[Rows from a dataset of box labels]
════

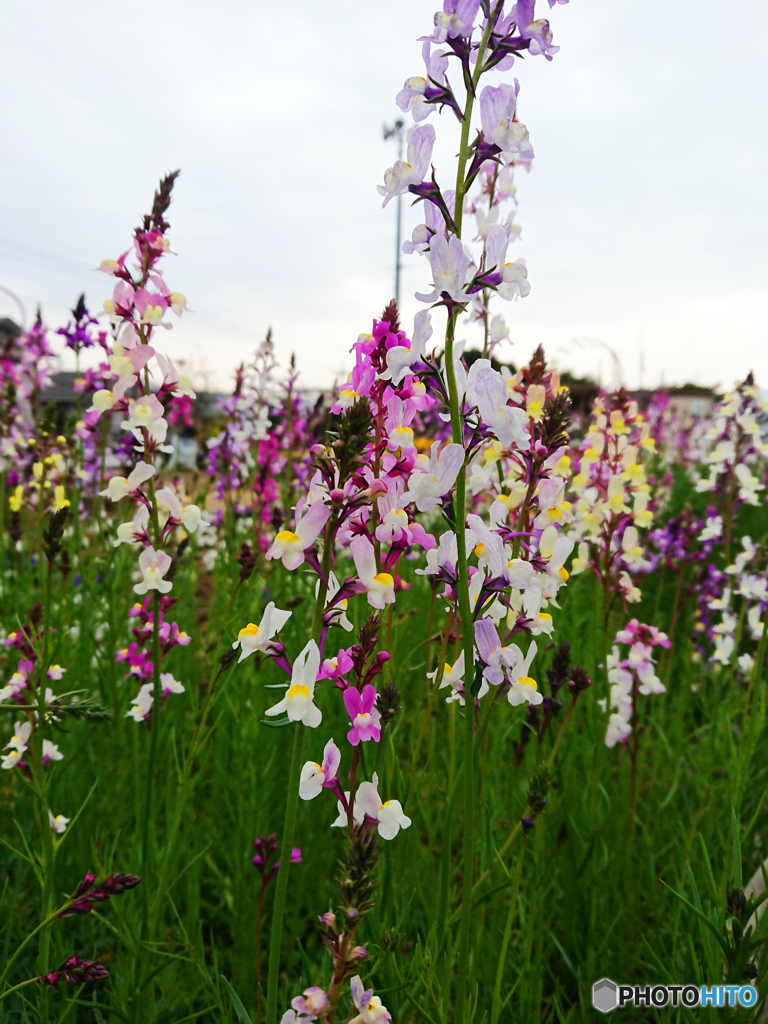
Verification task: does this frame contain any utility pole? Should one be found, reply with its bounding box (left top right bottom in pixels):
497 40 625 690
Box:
383 118 406 306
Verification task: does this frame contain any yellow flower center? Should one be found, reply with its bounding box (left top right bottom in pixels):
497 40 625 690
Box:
274 529 301 544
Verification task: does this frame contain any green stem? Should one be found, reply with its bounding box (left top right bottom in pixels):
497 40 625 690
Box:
264 513 337 1024
0 897 80 1001
445 9 502 1024
490 839 525 1024
0 975 40 999
34 560 55 1024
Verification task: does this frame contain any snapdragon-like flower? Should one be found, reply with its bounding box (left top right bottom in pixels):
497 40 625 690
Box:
378 125 435 206
349 535 394 609
155 487 203 534
232 601 292 665
416 234 470 303
349 974 393 1024
467 359 530 452
112 505 150 548
402 441 464 512
281 985 328 1024
354 772 411 840
427 651 473 707
99 462 155 502
264 502 331 569
344 683 381 746
299 739 341 800
265 640 323 729
48 810 72 836
480 79 534 162
133 547 173 594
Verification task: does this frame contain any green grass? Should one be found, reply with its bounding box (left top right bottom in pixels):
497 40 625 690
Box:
0 494 768 1024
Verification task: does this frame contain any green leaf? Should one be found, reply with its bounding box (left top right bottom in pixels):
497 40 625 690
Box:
731 807 744 889
698 833 718 905
658 879 730 957
643 936 674 985
221 974 253 1024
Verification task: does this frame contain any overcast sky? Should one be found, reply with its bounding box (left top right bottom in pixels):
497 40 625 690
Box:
0 0 768 387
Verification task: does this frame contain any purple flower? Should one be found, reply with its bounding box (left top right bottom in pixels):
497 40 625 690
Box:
40 956 109 985
344 683 381 746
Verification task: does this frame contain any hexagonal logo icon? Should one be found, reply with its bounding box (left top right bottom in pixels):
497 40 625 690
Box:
592 978 618 1014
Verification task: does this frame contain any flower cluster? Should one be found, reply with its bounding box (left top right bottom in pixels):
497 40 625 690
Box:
570 390 655 602
600 618 670 746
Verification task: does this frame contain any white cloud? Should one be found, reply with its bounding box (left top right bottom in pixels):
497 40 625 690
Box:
0 0 768 386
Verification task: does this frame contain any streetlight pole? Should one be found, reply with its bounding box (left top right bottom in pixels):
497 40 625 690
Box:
383 118 406 306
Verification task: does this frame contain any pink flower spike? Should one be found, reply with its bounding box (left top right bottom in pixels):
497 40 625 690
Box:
344 683 381 746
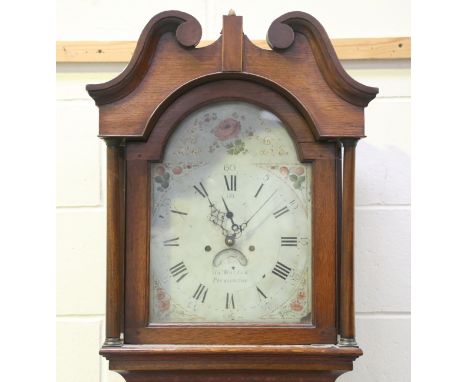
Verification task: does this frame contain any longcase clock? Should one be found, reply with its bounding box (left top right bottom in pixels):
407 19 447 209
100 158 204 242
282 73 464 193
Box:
87 11 378 382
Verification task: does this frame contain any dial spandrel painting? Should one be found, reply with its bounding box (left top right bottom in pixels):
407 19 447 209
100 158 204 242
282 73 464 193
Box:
149 102 313 324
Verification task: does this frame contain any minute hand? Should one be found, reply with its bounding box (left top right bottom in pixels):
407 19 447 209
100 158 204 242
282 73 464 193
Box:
241 189 278 230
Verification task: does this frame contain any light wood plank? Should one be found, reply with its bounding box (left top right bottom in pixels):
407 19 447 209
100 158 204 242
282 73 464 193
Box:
56 37 411 63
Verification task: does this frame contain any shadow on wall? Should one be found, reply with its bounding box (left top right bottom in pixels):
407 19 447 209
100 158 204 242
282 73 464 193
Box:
356 139 411 207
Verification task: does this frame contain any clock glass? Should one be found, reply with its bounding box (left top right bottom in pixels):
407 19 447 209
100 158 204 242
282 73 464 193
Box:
149 101 313 324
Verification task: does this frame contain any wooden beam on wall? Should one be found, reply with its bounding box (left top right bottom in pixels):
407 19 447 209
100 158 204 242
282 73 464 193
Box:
56 37 411 63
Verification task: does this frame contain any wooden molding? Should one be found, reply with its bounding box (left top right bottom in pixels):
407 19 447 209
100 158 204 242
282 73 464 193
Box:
56 37 411 63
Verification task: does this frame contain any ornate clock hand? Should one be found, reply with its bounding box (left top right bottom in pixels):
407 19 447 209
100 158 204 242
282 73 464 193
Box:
221 197 242 232
240 189 278 230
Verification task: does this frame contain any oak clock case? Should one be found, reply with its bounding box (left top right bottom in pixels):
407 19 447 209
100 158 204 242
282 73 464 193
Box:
149 102 312 324
87 11 378 382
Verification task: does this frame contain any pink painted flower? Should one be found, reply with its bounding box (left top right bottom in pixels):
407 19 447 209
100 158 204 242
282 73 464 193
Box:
172 166 182 175
293 167 304 175
156 166 166 176
214 118 240 141
290 301 303 312
280 166 289 176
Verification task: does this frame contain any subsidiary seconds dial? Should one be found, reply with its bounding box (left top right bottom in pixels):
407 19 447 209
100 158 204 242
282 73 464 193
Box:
150 100 312 323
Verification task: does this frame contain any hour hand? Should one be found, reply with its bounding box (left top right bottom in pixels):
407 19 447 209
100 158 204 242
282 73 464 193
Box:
221 197 240 232
240 189 278 230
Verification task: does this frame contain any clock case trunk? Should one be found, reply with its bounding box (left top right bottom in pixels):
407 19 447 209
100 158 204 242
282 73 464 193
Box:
87 11 377 381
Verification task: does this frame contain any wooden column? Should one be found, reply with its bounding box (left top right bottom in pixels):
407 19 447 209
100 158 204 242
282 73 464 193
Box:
104 139 124 346
339 139 358 346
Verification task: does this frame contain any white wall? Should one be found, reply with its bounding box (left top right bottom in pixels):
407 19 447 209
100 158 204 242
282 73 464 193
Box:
57 0 411 382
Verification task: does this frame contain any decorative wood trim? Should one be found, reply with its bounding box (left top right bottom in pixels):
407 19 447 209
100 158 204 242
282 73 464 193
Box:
222 15 244 72
267 12 379 107
86 11 202 106
55 37 411 63
339 139 358 346
100 345 362 382
105 139 124 345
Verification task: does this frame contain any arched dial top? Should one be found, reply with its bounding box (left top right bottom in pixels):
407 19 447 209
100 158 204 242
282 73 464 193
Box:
87 11 378 141
149 101 312 324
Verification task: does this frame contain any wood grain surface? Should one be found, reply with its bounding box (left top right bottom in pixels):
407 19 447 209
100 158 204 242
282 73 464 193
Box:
56 37 411 63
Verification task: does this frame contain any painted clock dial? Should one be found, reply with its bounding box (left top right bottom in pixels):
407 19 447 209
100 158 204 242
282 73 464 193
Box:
149 102 312 324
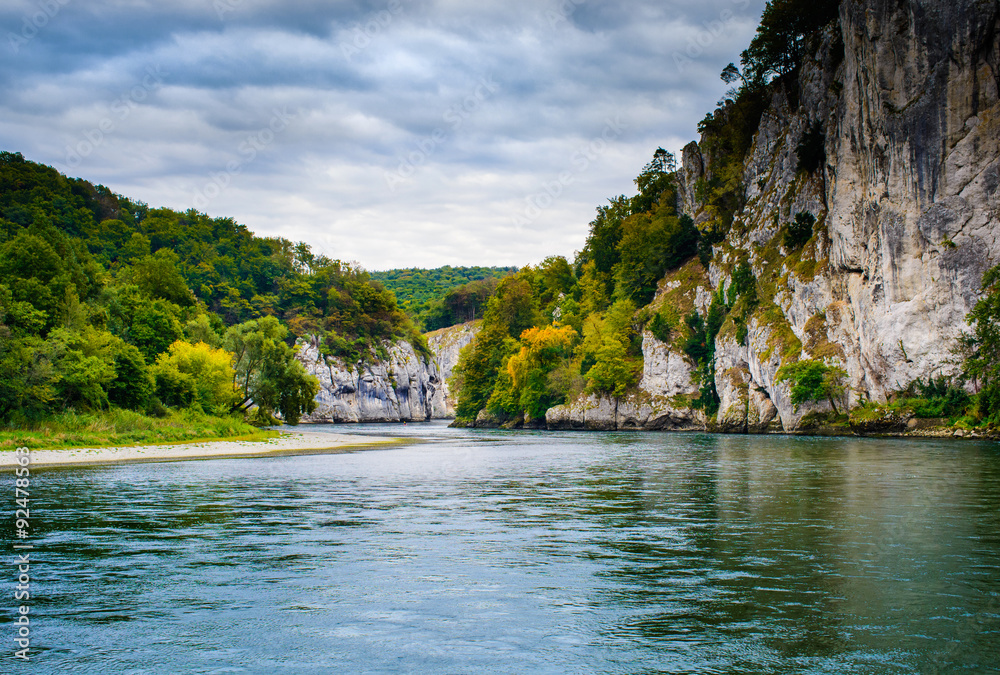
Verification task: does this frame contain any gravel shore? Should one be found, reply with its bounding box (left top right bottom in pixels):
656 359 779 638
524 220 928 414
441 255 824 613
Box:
0 432 399 471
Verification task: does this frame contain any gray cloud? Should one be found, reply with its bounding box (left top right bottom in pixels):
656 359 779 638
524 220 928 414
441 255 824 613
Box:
0 0 763 269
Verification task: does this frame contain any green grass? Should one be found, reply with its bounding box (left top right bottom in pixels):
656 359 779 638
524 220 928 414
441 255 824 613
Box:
0 409 279 452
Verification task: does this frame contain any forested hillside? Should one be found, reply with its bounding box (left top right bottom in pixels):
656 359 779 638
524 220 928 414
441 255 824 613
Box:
0 152 427 422
371 265 517 332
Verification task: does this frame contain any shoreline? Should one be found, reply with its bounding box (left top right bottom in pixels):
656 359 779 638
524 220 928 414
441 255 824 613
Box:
0 431 409 472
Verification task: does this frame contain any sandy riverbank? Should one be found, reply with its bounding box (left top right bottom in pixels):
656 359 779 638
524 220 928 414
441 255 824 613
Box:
0 432 401 471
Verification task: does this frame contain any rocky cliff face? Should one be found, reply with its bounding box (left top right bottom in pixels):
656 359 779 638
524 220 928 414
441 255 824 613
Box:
680 0 1000 430
298 322 479 423
427 321 482 417
546 0 1000 432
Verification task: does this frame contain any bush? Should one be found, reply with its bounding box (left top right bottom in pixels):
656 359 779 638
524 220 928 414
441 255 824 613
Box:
778 359 847 414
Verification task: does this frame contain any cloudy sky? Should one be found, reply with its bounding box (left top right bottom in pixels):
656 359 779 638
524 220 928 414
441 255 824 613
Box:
0 0 764 270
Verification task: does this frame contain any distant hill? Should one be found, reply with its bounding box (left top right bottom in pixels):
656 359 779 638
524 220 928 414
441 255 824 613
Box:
369 265 517 315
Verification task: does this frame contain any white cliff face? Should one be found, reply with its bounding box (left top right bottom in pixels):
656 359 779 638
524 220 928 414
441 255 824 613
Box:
545 392 705 431
639 331 698 398
298 341 448 423
672 0 1000 430
426 321 482 417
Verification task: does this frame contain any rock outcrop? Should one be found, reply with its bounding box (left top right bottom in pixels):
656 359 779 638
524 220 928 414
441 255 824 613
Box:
298 341 449 423
298 321 479 423
545 392 705 431
426 321 482 417
676 0 1000 431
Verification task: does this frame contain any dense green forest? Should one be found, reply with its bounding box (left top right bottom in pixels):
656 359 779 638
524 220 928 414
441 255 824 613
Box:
0 152 429 425
371 265 517 332
453 0 1000 424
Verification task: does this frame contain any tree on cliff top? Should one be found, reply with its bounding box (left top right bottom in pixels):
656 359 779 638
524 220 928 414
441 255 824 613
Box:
740 0 840 88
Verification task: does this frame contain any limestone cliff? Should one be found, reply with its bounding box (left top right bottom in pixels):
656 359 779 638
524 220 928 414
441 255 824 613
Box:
298 341 448 423
546 0 1000 432
679 0 1000 430
426 321 482 417
298 322 479 423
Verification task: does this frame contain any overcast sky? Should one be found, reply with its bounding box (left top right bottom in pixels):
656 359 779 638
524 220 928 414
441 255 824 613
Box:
0 0 764 270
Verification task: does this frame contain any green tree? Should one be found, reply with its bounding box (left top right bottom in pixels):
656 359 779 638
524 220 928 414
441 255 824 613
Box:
586 335 642 397
778 359 847 414
223 316 319 424
151 340 237 415
960 265 1000 425
740 0 840 87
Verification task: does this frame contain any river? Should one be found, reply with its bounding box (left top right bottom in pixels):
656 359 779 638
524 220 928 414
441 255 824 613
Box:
9 423 1000 674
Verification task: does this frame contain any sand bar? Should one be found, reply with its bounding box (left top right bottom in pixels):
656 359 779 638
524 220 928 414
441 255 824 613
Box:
0 432 404 471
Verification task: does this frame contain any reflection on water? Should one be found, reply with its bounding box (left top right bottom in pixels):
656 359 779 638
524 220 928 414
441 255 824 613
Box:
5 424 1000 673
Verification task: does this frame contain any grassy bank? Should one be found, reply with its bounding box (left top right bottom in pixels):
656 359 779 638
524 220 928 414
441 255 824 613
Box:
0 410 278 452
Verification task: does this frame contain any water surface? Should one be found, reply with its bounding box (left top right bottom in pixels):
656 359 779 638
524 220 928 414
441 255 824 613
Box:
0 423 1000 673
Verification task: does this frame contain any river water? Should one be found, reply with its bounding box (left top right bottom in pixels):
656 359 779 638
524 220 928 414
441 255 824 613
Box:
7 423 1000 674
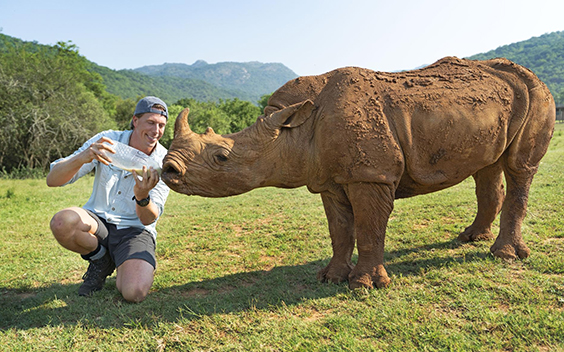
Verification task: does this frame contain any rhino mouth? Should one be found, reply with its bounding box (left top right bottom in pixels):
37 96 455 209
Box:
161 160 184 190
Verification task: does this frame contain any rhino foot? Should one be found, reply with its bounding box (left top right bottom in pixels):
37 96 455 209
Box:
349 265 391 290
458 226 495 242
490 238 531 260
317 261 354 283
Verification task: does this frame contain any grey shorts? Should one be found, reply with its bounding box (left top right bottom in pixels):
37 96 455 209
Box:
84 209 157 269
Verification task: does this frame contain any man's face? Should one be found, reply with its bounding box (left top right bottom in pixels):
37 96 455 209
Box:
133 113 167 149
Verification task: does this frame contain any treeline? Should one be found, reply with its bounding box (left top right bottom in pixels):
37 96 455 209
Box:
0 36 268 176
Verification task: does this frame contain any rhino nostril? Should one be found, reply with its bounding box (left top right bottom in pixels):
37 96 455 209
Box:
163 163 181 177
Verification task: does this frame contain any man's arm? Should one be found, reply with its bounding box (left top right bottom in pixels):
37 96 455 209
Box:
47 137 115 187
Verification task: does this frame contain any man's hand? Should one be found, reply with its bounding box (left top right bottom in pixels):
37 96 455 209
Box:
133 166 159 225
133 166 159 200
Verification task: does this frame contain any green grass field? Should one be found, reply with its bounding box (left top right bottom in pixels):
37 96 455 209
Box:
0 124 564 351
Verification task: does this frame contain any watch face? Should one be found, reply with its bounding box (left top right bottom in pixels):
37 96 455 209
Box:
133 197 151 207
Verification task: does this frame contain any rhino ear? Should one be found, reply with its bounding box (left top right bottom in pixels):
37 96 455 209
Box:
267 99 315 129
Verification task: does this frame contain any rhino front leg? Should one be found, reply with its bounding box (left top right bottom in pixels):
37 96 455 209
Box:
347 182 394 289
317 189 354 283
458 162 505 242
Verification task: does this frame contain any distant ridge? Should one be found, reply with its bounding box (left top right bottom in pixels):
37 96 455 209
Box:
468 31 564 106
133 60 298 100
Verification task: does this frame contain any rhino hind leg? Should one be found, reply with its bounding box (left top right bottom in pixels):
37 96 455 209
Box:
490 107 554 260
490 171 533 260
317 189 355 283
458 162 505 242
347 182 394 289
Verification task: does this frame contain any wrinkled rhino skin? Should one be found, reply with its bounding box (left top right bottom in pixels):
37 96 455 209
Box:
163 57 555 288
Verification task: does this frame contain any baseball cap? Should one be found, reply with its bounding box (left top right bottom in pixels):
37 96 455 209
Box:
133 96 168 119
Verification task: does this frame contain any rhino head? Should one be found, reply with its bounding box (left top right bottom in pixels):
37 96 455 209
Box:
162 100 313 197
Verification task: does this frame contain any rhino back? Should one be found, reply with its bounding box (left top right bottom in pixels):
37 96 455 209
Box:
296 58 542 197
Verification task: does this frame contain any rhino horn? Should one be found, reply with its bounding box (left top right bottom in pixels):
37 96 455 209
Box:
174 108 192 138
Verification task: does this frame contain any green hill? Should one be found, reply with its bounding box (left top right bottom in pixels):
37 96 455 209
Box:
469 31 564 106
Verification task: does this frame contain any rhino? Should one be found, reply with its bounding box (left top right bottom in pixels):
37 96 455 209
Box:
162 57 555 289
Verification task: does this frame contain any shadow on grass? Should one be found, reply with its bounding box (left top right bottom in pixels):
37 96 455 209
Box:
0 241 489 330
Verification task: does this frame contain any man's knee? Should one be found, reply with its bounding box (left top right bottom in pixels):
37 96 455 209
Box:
121 285 149 303
50 209 80 242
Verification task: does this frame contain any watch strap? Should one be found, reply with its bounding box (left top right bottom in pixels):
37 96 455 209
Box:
131 195 151 207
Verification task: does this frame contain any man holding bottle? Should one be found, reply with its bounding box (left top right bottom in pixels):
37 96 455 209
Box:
47 97 169 302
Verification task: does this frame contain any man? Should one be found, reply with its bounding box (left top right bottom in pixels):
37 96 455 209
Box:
47 97 169 302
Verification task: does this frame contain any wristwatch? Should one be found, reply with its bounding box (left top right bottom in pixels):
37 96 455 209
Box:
131 196 151 207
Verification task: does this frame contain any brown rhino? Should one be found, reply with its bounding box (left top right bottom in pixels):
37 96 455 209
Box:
162 57 555 288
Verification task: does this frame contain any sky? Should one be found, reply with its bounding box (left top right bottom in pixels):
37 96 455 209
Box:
0 0 564 76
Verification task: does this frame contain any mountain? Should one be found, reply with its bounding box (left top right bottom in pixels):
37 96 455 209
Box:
468 31 564 106
134 60 297 101
91 63 254 103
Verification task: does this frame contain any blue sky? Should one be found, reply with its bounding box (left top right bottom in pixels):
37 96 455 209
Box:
0 0 564 75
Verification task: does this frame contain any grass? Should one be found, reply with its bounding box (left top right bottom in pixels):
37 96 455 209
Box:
0 124 564 351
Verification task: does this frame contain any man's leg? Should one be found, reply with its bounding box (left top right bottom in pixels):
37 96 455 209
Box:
51 207 115 296
116 259 155 303
51 207 98 255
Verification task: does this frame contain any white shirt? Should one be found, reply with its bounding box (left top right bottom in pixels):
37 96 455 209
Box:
51 130 170 239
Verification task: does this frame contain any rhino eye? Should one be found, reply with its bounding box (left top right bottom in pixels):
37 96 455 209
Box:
215 154 227 163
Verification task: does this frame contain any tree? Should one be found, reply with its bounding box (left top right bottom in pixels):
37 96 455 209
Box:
0 38 115 172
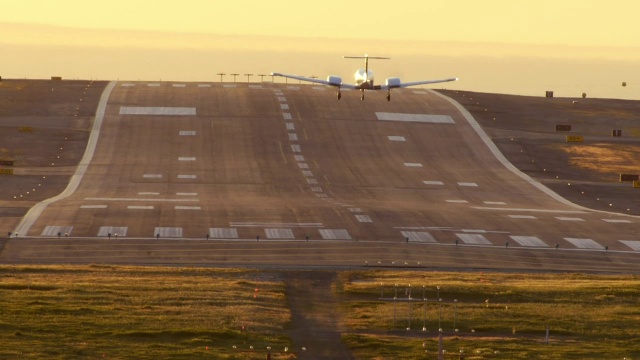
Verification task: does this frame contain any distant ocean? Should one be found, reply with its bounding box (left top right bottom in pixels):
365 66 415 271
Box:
0 44 640 100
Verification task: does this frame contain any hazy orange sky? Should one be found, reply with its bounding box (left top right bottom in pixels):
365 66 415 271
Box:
0 0 640 98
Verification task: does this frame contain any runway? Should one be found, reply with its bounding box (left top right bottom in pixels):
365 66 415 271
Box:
6 82 640 264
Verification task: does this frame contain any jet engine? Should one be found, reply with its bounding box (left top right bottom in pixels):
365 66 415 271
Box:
385 78 402 89
327 75 342 86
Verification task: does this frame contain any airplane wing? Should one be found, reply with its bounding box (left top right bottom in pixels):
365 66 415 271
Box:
271 72 356 89
381 78 458 90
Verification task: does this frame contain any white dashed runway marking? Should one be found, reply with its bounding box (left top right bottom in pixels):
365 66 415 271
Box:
153 227 182 238
458 182 478 187
456 234 492 245
209 228 238 239
98 226 129 237
556 216 585 221
355 215 373 223
80 205 107 209
41 226 73 236
422 180 444 186
401 231 437 243
376 112 454 124
319 229 351 240
510 236 548 247
264 229 294 239
564 238 604 249
619 240 640 251
509 215 537 220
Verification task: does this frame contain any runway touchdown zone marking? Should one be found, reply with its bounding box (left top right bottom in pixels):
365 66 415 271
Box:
41 226 73 236
400 231 437 243
618 240 640 251
510 236 549 247
209 228 238 239
564 238 604 249
319 229 351 240
456 234 492 245
153 227 182 238
98 226 129 237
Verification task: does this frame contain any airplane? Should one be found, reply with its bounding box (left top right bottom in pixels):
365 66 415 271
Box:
271 54 458 101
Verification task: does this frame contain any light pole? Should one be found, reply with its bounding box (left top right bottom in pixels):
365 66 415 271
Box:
438 299 442 331
407 284 413 329
453 299 458 331
393 284 398 329
422 285 427 331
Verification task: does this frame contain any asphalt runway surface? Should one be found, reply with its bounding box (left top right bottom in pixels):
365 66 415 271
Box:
0 82 640 271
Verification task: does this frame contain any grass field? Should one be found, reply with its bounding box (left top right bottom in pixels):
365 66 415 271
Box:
0 265 640 360
0 266 290 359
342 271 640 360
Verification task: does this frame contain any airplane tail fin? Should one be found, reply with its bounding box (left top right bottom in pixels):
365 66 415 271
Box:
343 54 391 74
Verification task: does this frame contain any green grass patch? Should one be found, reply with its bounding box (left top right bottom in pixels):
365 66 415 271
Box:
0 265 291 359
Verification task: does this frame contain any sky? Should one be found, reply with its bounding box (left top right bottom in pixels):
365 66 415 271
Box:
0 0 640 99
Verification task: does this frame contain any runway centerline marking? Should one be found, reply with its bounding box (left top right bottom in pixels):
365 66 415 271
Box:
120 106 196 116
84 198 200 202
471 206 587 214
376 112 454 124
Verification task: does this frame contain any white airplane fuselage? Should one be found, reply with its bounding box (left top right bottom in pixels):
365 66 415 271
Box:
354 69 373 89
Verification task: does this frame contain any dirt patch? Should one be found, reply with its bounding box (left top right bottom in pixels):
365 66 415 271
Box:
285 271 354 360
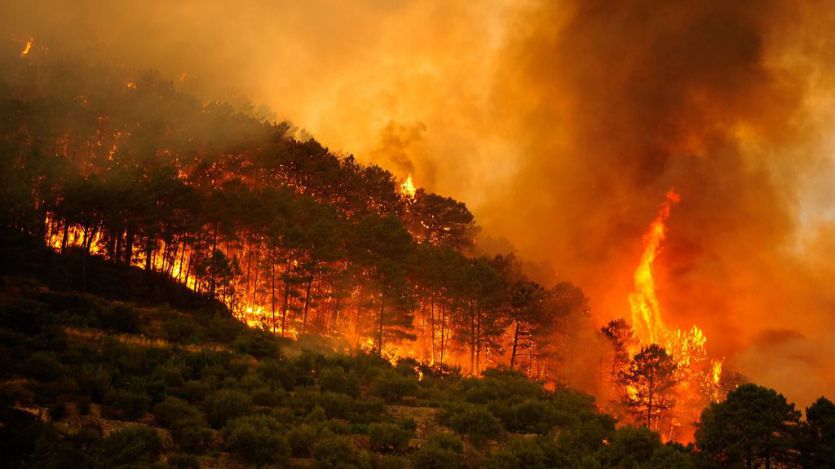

════

*Prompt*: Copy the records above word for word, starting at the line with "Verification task: does this frame contain any airplane wing?" and continuing through the line with "381 78 458 90".

*Full response*:
Verification task: does this frame contain any airplane wing? Should one be found, reply with its bounding box (left top right bottom in pixels):
365 66 415 271
Box:
271 72 356 89
381 78 458 90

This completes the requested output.